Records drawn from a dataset

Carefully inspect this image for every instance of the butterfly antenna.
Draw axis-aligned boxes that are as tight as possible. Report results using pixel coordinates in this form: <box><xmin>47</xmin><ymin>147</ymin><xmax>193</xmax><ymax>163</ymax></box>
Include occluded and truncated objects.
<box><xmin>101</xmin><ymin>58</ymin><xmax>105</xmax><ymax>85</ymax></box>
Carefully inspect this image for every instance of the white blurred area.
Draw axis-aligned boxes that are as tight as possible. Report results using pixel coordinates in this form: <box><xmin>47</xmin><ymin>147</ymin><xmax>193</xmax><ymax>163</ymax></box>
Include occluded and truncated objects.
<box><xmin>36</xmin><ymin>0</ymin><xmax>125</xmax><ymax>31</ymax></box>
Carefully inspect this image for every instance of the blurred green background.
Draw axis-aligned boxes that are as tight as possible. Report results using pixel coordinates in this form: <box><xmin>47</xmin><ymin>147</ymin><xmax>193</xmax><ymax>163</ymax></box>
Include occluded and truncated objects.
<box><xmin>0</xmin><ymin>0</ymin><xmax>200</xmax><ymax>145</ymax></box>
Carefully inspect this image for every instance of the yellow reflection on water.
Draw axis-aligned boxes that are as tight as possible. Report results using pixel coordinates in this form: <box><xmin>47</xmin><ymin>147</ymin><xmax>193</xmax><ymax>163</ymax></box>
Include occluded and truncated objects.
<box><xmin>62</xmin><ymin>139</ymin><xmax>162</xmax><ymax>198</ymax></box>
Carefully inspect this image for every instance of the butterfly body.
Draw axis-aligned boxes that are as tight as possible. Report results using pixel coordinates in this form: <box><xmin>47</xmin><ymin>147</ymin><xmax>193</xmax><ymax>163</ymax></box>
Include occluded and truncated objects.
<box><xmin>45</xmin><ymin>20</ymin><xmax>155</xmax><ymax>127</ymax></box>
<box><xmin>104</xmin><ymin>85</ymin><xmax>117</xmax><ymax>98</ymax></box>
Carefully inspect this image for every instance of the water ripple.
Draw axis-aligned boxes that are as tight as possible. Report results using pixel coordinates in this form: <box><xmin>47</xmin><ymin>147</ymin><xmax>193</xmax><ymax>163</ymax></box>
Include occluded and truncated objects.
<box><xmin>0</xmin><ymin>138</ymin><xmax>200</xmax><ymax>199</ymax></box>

Task requirements => Reproduce the lines of the records exactly, from the first one through the line that contains "Carefully inspect this image for every instance of the blurred".

Problem solution =>
Carefully inspect this image for every instance of the butterfly antenna.
Draw axis-aligned boxes that are as tight as possible. Report results using pixel coordinates in this form: <box><xmin>47</xmin><ymin>147</ymin><xmax>193</xmax><ymax>163</ymax></box>
Include occluded and truncated objects.
<box><xmin>101</xmin><ymin>58</ymin><xmax>105</xmax><ymax>85</ymax></box>
Carefully inspect this image for every instance of the white blurred area.
Draw axis-aligned boxes that are as tight as possible. Report results using pixel coordinates in this form: <box><xmin>47</xmin><ymin>147</ymin><xmax>193</xmax><ymax>163</ymax></box>
Include occluded and truncated objects.
<box><xmin>36</xmin><ymin>0</ymin><xmax>125</xmax><ymax>31</ymax></box>
Carefully inspect this image for every instance of the blurred green background.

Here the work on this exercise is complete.